## Task description:
In the forum thread about the Brute 750 that bogs and tops out at 38 mph, why does one reply suggest choking down the snorkel with tape?

## Document text:
# won't run, misses, won't go over 38mph



## Hangingfor8 (Oct 3, 2009)

I'm haven issues with my 06 brute 750. I did a rebuild with new jugs, pistons, with the head gone through with new valves and springs. After I put the motor together, I added a snorkle, cleaned the carbs, retimed it. I can't get it to run good, If I really give it gas it bogs and it won't go over 38mph What do you all think? Timing? dirty carbs?


----------



## wood butcher (May 11, 2009)

try choking down the snorkle some with tape and see if it runs better and check ur chokes for sticking


----------



## DaBrute (Aug 16, 2009)

Did you rejet?


----------



## Hangingfor8 (Oct 3, 2009)

no, I haven't rejetted, It sounds like it's running rich


----------



## drtj (May 3, 2009)

Need smaller jets


----------



## Hangingfor8 (Oct 3, 2009)

is it common to need smaller jets after snorkling?


----------



## Yesterday (Jan 2, 2009)

did you use a 3 inch rubber 90* elbow when you snorkeled your airbox


----------



## RDs Neighbor (Jun 24, 2009)

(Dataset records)
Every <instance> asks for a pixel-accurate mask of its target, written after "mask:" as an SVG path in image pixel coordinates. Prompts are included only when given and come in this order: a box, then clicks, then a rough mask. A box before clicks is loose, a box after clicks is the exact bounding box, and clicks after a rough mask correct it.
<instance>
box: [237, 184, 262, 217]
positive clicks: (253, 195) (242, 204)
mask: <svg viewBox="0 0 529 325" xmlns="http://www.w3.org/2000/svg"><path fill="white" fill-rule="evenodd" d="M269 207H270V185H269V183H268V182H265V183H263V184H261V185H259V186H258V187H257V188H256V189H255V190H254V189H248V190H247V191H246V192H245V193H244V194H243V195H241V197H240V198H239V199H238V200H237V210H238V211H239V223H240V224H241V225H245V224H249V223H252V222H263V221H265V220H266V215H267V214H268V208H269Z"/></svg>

## Exercise answer:
The reply suggests taping the snorkel partly closed to see whether the machine runs better. The same reply also says to check the chokes for sticking.